Ken Ham has attempted to borrow from the scientific lexicon in order to construct a wholly fantastical and, in many ways, dangerously deceptive pedagogy. His oxymoronic Creation Museum in Kentucky is nothing more than a shrine to the scientifically illiterate, a false temple, a destination that markets itself to intransigent religious extremists. However obnoxious it may be, because the Creation Museum was funded entirely by tax-deductible donations and not tax dollars, it’s not unconstitutional.
But Ken Ham wasn’t finished with the Creation Museum. He had grander plans, and to make those happen, he needed the support of the government. Ham envisioned an enormous Noah’s Ark theme park. He scouted a couple of locations, and not surprisingly, he decided on an expanse of land in rural Kentucky; there’d be synergy between his museum and his theme park.
There was just one problem, though: He couldn’t possibly raise enough money to build his park. So, he turned to the government for incentives. He pitched the project as a tourist destination. He had someone draw up fancy sketches and someone else draw up bold projections for visitors and revenue. Kentucky, at least at first, liked what they were hearing. Apparently, they even gave him an estimate on how much money they’d be willing to give him through various tax incentives.
And then, Ham realized his numbers were way off; a new and more sensible person was elected governor, and Kentucky began asking him some difficult questions: Will you discriminate on the basis of religion in your hiring? Yeah, probably. Will you actively proselytize to your guests? Oh, most definitely.
The good people of Kentucky sobered up and realized that they couldn’t give Ken Ham a dime to help him build his blatantly religious theme park. There was this one tiny issue called the Establishment Clause, and believe it or not, it’s still against the law for the government to fork over a bunch of money to pay you to convert people to your religion, even if you’re throwing in a lazy river and a roller coaster at no additional charge.
This seems abundantly obvious to almost anyone, particularly someone with a law degree. But not Mike Johnson, who courageously took on Ham’s case, arguing that Kentucky had no right to look at all of the ways Ham would use their money to, literally, build a theme park for his religion. That, he thinks, is discrimination.
According to Johnson’s logic, if anyone is the victim here, it’s poor Ken Ham, whose grandiose plans for building a massive theme park that he couldn’t afford were quashed by the well-known liberal secularists who have dominated Kentucky politics well before anyone had ever heard of the name Pappy Van Winkle.
If you have thirty minutes of your life that you’re happy to burn and never have back, here’s a slickly-produced discussion between the attorney and the client.
Fortunately for Ken Ham, his lawyer recently got elected to the Louisiana House of Representatives, and the governor down there is desperate to make himself look like the most badass Christian cowboy in the country. So while the media has rightfully focused on Mike Johnson’s flashy bill, HB 707, the one that reimagines Jesus Christ as a paragon of intolerance, he managed to slip through HB 771, a convoluted piece of legislation that would establish an entirely new set of ridiculously lucrative tax incentives for anyone and everyone planning a tourist development, including a “theme restaurant” (though I’m guessing this has nothing to do with Hooters, Twin Peaks, or Tilted Kilt) and an entirely new bureaucracy to approve those incentives. Rep. Johnson even remembered to include a provision about 501(c)(3) organizations, primarily so that we’d all know that Ken Ham’s group would definitely be included here.
I’ve reached out to Rep. Johnson for comment, but so far, I haven’t heard back.

REQUEST A:
Can you reproduce the section of the article about Ken Ham's theme park starting with "There was just" and going on through "various tax incentives."?
REQUEST B:
In the article about Ken Ham's theme park, which names appear in the parenthetical remark about a "theme restaurant"?

DATASET CONTENT:

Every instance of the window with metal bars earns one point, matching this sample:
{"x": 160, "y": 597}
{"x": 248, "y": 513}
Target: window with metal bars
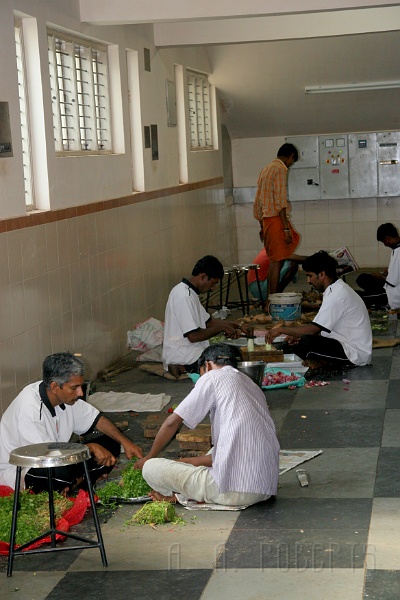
{"x": 199, "y": 97}
{"x": 80, "y": 95}
{"x": 24, "y": 117}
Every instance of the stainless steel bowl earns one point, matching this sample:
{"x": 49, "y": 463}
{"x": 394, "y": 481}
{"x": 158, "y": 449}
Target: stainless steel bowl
{"x": 254, "y": 369}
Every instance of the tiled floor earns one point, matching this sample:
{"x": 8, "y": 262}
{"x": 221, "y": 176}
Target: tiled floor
{"x": 337, "y": 538}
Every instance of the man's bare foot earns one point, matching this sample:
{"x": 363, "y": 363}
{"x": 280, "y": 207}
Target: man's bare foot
{"x": 176, "y": 370}
{"x": 315, "y": 364}
{"x": 157, "y": 497}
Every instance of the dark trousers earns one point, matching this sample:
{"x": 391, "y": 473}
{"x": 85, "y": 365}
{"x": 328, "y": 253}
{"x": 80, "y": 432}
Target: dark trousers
{"x": 63, "y": 477}
{"x": 318, "y": 347}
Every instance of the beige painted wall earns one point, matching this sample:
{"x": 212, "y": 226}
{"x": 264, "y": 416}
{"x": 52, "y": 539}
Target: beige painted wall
{"x": 323, "y": 224}
{"x": 80, "y": 284}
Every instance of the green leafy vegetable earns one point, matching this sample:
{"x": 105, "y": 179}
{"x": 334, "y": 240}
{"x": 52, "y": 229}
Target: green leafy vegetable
{"x": 155, "y": 513}
{"x": 132, "y": 485}
{"x": 33, "y": 515}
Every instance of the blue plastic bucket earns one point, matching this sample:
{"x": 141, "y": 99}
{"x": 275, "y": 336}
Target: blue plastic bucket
{"x": 285, "y": 306}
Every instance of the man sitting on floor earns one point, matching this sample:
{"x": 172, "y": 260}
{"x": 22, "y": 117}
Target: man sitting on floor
{"x": 188, "y": 326}
{"x": 340, "y": 332}
{"x": 50, "y": 411}
{"x": 243, "y": 466}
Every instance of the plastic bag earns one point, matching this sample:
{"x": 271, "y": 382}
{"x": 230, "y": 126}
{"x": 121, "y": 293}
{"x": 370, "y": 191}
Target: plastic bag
{"x": 146, "y": 335}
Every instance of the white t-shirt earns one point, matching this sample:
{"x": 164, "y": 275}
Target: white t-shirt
{"x": 183, "y": 313}
{"x": 29, "y": 420}
{"x": 245, "y": 450}
{"x": 392, "y": 285}
{"x": 343, "y": 316}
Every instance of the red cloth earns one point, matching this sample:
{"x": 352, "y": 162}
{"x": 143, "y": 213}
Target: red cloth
{"x": 274, "y": 239}
{"x": 71, "y": 517}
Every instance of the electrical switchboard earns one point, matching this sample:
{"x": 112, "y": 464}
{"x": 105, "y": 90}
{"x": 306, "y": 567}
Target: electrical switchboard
{"x": 388, "y": 146}
{"x": 334, "y": 166}
{"x": 303, "y": 177}
{"x": 362, "y": 165}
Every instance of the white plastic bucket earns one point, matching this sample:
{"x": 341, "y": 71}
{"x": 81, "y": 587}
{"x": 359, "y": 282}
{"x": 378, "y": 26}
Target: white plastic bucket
{"x": 285, "y": 306}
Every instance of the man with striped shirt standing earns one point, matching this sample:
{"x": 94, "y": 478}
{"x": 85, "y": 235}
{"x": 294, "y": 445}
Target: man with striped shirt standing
{"x": 271, "y": 209}
{"x": 242, "y": 467}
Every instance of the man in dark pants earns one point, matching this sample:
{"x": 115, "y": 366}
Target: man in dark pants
{"x": 341, "y": 331}
{"x": 50, "y": 411}
{"x": 382, "y": 289}
{"x": 188, "y": 326}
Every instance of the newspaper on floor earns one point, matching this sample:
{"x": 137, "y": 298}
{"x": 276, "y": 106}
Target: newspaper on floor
{"x": 288, "y": 459}
{"x": 125, "y": 401}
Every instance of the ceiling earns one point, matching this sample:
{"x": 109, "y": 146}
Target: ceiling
{"x": 261, "y": 61}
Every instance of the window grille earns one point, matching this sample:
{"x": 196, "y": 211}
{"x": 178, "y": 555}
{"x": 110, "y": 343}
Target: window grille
{"x": 199, "y": 111}
{"x": 80, "y": 95}
{"x": 24, "y": 118}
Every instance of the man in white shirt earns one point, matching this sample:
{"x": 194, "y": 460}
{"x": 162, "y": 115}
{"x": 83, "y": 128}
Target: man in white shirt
{"x": 243, "y": 466}
{"x": 341, "y": 331}
{"x": 50, "y": 411}
{"x": 188, "y": 326}
{"x": 382, "y": 289}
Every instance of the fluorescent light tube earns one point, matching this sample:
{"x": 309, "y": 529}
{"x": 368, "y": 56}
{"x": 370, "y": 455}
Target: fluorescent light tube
{"x": 352, "y": 87}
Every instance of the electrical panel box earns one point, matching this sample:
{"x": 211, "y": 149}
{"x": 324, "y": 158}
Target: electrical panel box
{"x": 334, "y": 166}
{"x": 308, "y": 151}
{"x": 303, "y": 177}
{"x": 388, "y": 163}
{"x": 303, "y": 184}
{"x": 5, "y": 131}
{"x": 363, "y": 173}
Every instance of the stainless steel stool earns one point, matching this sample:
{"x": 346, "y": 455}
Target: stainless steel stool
{"x": 50, "y": 455}
{"x": 237, "y": 270}
{"x": 245, "y": 268}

WRITTEN REPLY A:
There was just one problem, though: He couldn’t possibly raise enough money to build his park. So, he turned to the government for incentives. He pitched the project as a tourist destination. He had someone draw up fancy sketches and someone else draw up bold projections for visitors and revenue. Kentucky, at least at first, liked what they were hearing. Apparently, they even gave him an estimate on how much money they’d be willing to give him through various tax incentives.

WRITTEN REPLY B:
Hooters, Twin Peaks, Tilted Kilt